Exercise details: Begin at the line in the data that has "indicate the red knit" and stop after the line that has "column 667, row 209". Write those lines again, substituting "occurrence" for every "instance" and leaving all else unchanged.

Task data:
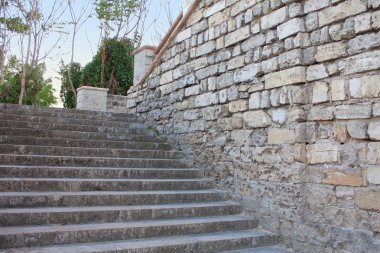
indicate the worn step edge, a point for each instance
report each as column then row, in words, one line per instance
column 69, row 184
column 9, row 171
column 104, row 198
column 82, row 233
column 96, row 214
column 88, row 152
column 200, row 243
column 63, row 142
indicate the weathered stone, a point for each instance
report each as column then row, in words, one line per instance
column 275, row 18
column 367, row 198
column 238, row 106
column 290, row 28
column 357, row 130
column 316, row 72
column 320, row 92
column 331, row 51
column 254, row 100
column 257, row 119
column 206, row 99
column 323, row 152
column 341, row 11
column 338, row 90
column 373, row 174
column 335, row 177
column 359, row 111
column 318, row 113
column 285, row 77
column 280, row 136
column 374, row 131
column 360, row 63
column 239, row 35
column 365, row 87
column 248, row 73
column 290, row 58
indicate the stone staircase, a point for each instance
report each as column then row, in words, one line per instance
column 79, row 181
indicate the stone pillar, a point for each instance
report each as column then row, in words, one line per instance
column 92, row 99
column 144, row 56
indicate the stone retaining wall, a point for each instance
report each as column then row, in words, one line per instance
column 280, row 102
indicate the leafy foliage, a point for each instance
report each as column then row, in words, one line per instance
column 39, row 91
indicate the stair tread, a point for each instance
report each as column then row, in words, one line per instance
column 136, row 244
column 115, row 225
column 113, row 208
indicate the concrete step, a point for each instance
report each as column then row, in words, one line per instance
column 260, row 250
column 199, row 243
column 99, row 184
column 132, row 129
column 88, row 172
column 63, row 112
column 88, row 152
column 77, row 135
column 33, row 236
column 7, row 159
column 101, row 214
column 106, row 198
column 77, row 142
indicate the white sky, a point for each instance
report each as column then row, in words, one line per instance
column 87, row 39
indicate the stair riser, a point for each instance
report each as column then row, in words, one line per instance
column 105, row 200
column 25, row 186
column 29, row 219
column 69, row 119
column 97, row 235
column 58, row 151
column 132, row 129
column 68, row 113
column 90, row 162
column 40, row 141
column 76, row 135
column 62, row 172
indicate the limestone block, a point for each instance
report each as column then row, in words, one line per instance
column 92, row 99
column 320, row 92
column 367, row 198
column 285, row 77
column 290, row 58
column 338, row 90
column 360, row 63
column 373, row 174
column 316, row 72
column 365, row 87
column 206, row 99
column 206, row 48
column 238, row 106
column 331, row 51
column 318, row 113
column 257, row 119
column 290, row 28
column 363, row 42
column 248, row 73
column 275, row 18
column 357, row 130
column 280, row 136
column 238, row 35
column 313, row 5
column 323, row 152
column 335, row 177
column 359, row 111
column 341, row 11
column 374, row 131
column 254, row 100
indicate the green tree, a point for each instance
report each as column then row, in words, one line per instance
column 39, row 90
column 67, row 95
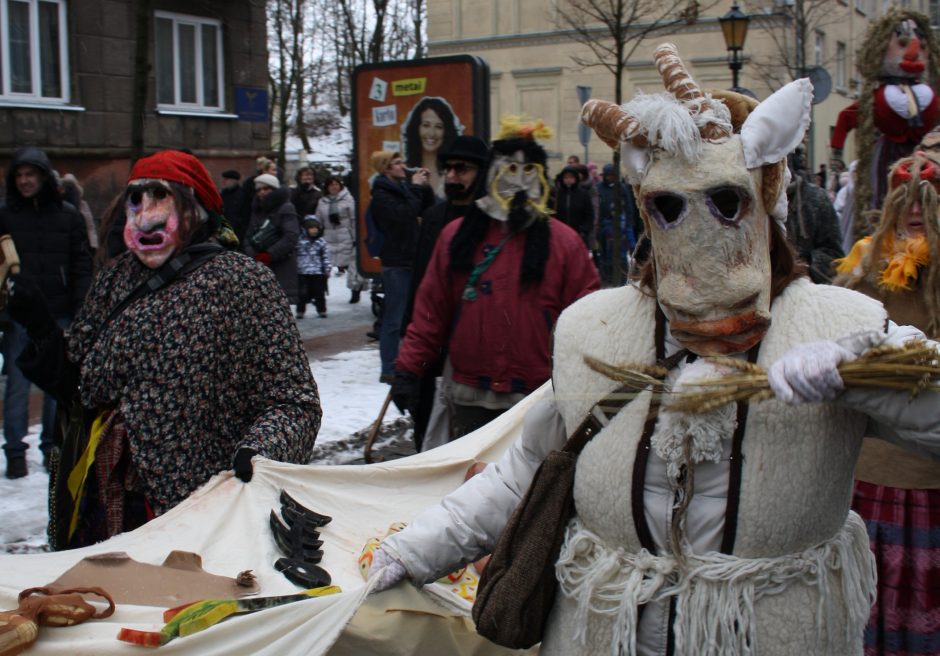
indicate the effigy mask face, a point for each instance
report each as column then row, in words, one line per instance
column 152, row 231
column 907, row 55
column 708, row 171
column 711, row 246
column 511, row 178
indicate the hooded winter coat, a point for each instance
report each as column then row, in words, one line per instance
column 277, row 207
column 50, row 237
column 305, row 199
column 573, row 205
column 396, row 207
column 341, row 236
column 813, row 228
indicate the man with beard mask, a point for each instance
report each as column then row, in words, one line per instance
column 461, row 164
column 497, row 280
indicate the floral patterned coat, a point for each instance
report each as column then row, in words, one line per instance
column 211, row 363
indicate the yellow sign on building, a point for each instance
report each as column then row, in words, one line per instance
column 410, row 87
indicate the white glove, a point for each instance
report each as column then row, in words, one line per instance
column 388, row 568
column 808, row 373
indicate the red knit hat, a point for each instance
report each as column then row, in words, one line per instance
column 177, row 166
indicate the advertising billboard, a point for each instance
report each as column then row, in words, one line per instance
column 416, row 108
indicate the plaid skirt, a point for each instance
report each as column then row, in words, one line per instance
column 904, row 531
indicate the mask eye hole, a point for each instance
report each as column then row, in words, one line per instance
column 726, row 203
column 667, row 209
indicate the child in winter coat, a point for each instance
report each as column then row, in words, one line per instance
column 313, row 267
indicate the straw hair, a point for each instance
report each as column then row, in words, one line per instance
column 879, row 253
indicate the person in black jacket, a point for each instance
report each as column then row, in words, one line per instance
column 572, row 203
column 812, row 224
column 231, row 192
column 52, row 243
column 306, row 195
column 396, row 205
column 272, row 203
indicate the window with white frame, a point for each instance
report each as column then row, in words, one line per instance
column 33, row 51
column 188, row 58
column 840, row 65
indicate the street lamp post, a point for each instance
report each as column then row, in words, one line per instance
column 734, row 28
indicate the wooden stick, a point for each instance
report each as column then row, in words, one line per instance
column 367, row 454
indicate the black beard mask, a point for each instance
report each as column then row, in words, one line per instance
column 519, row 212
column 456, row 191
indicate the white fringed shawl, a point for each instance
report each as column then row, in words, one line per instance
column 715, row 593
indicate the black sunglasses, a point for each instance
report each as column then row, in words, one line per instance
column 135, row 191
column 459, row 167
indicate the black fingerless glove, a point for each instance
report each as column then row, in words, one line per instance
column 243, row 463
column 405, row 391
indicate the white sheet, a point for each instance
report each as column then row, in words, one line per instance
column 226, row 522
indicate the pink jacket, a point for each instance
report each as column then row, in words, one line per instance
column 501, row 340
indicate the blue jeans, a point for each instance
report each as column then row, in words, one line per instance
column 16, row 396
column 396, row 282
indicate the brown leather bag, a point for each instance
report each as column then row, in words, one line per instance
column 517, row 588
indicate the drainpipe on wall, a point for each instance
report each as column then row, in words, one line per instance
column 141, row 77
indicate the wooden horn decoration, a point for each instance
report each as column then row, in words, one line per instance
column 680, row 84
column 611, row 124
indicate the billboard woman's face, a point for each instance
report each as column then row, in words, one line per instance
column 431, row 130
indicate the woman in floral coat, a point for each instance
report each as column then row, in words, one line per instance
column 181, row 383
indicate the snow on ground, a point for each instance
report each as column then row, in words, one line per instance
column 350, row 395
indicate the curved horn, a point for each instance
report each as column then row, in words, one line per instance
column 611, row 124
column 680, row 84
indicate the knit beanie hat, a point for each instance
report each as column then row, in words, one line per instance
column 267, row 180
column 183, row 168
column 381, row 158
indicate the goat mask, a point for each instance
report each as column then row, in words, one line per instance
column 709, row 176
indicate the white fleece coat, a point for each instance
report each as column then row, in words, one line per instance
column 794, row 493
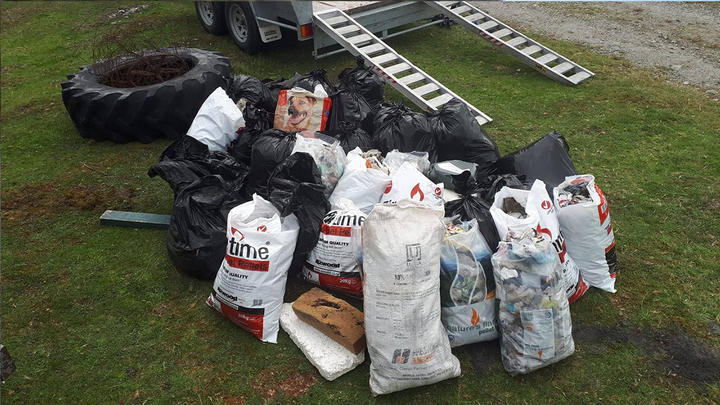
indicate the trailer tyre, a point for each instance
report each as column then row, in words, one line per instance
column 163, row 110
column 242, row 26
column 212, row 16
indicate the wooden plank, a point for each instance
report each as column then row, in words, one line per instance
column 134, row 219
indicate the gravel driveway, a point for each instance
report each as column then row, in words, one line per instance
column 680, row 39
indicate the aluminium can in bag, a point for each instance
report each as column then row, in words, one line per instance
column 467, row 285
column 406, row 340
column 584, row 215
column 534, row 314
column 333, row 263
column 250, row 285
column 539, row 214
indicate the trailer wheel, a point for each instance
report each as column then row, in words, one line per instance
column 212, row 16
column 242, row 26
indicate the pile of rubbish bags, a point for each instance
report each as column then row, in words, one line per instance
column 447, row 242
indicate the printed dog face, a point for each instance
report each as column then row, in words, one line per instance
column 300, row 112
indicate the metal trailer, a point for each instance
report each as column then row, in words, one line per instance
column 360, row 27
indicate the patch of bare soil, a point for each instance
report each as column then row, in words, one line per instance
column 683, row 356
column 294, row 384
column 39, row 200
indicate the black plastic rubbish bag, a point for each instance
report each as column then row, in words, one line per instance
column 351, row 137
column 196, row 234
column 257, row 121
column 364, row 81
column 460, row 137
column 398, row 127
column 546, row 159
column 253, row 90
column 269, row 150
column 349, row 106
column 295, row 187
column 188, row 160
column 471, row 205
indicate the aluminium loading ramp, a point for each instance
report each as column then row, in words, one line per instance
column 409, row 80
column 513, row 43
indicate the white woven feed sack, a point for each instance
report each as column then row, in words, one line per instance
column 250, row 285
column 217, row 122
column 588, row 231
column 406, row 340
column 330, row 358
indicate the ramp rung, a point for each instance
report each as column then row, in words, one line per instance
column 547, row 58
column 530, row 50
column 349, row 28
column 563, row 67
column 578, row 77
column 359, row 38
column 401, row 73
column 410, row 79
column 515, row 41
column 474, row 17
column 480, row 23
column 400, row 67
column 425, row 89
column 384, row 58
column 501, row 33
column 461, row 9
column 370, row 49
column 487, row 25
column 440, row 100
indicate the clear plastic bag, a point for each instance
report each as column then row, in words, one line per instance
column 534, row 313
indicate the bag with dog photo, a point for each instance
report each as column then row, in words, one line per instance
column 299, row 110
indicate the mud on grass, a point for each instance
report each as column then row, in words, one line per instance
column 24, row 204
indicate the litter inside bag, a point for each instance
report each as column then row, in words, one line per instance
column 460, row 137
column 467, row 286
column 329, row 158
column 361, row 184
column 217, row 122
column 471, row 206
column 546, row 159
column 443, row 172
column 365, row 81
column 397, row 127
column 534, row 314
column 584, row 215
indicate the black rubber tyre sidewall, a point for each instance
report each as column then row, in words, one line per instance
column 163, row 110
column 253, row 43
column 218, row 26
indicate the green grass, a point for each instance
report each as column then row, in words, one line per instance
column 95, row 314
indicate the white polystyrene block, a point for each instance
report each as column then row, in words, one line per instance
column 328, row 356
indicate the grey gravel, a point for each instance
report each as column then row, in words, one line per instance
column 655, row 35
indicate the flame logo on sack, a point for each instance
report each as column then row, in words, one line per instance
column 416, row 190
column 475, row 318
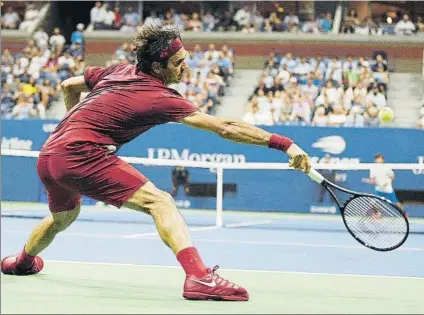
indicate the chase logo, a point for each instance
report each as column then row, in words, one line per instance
column 331, row 144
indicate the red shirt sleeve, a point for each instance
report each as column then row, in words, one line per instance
column 93, row 74
column 174, row 106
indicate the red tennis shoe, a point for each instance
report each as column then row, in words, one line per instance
column 9, row 266
column 213, row 287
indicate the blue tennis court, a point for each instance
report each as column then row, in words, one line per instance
column 113, row 261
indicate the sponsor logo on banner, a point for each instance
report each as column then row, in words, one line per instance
column 331, row 144
column 49, row 128
column 323, row 209
column 186, row 154
column 16, row 143
column 419, row 171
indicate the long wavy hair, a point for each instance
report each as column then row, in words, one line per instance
column 150, row 41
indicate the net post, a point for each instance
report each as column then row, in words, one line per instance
column 219, row 195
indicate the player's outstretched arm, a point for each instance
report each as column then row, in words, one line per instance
column 72, row 89
column 241, row 132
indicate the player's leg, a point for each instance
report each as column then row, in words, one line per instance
column 201, row 283
column 43, row 234
column 64, row 205
column 169, row 222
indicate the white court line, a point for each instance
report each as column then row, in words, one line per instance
column 239, row 270
column 153, row 236
column 247, row 223
column 299, row 244
column 198, row 229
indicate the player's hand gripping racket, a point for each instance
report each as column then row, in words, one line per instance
column 373, row 221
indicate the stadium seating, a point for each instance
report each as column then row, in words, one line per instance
column 32, row 76
column 209, row 76
column 319, row 91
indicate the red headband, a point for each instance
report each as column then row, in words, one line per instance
column 175, row 46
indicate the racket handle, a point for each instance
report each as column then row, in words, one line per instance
column 315, row 176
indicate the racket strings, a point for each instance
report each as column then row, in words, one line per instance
column 376, row 223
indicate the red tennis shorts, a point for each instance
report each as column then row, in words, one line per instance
column 93, row 172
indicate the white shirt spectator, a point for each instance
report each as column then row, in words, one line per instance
column 109, row 17
column 253, row 118
column 320, row 121
column 152, row 19
column 63, row 60
column 291, row 18
column 242, row 17
column 301, row 109
column 41, row 38
column 311, row 89
column 23, row 62
column 302, row 68
column 37, row 63
column 96, row 15
column 355, row 120
column 336, row 119
column 57, row 40
column 383, row 178
column 284, row 76
column 404, row 28
column 378, row 99
column 11, row 19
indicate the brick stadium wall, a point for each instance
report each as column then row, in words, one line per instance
column 251, row 50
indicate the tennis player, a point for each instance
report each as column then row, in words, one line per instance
column 79, row 156
column 382, row 177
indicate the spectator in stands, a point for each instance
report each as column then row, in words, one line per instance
column 7, row 100
column 96, row 16
column 376, row 97
column 76, row 50
column 242, row 17
column 319, row 119
column 41, row 38
column 326, row 23
column 419, row 26
column 10, row 20
column 253, row 115
column 420, row 121
column 291, row 22
column 57, row 40
column 131, row 18
column 337, row 118
column 108, row 17
column 311, row 26
column 47, row 94
column 351, row 21
column 371, row 117
column 405, row 26
column 24, row 108
column 355, row 118
column 117, row 22
column 65, row 65
column 30, row 17
column 78, row 35
column 152, row 18
column 194, row 24
column 301, row 111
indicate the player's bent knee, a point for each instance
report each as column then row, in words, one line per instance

Complete response:
indicate the red knit hat, a point for each occurrence
report each as column then row, in words, one line per occurrence
column 177, row 166
indicate the advertising billboard, a point for each occurrence
report each as column then row, in words, one line per occurrence
column 416, row 108
indicate the plaid skirt, a point for each occurrence
report each as column then row, in words, one line per occurrence
column 904, row 531
indicate the mask eye hole, a point for each occurrence
report each as column then row, in words, one line per occurrence
column 726, row 203
column 667, row 209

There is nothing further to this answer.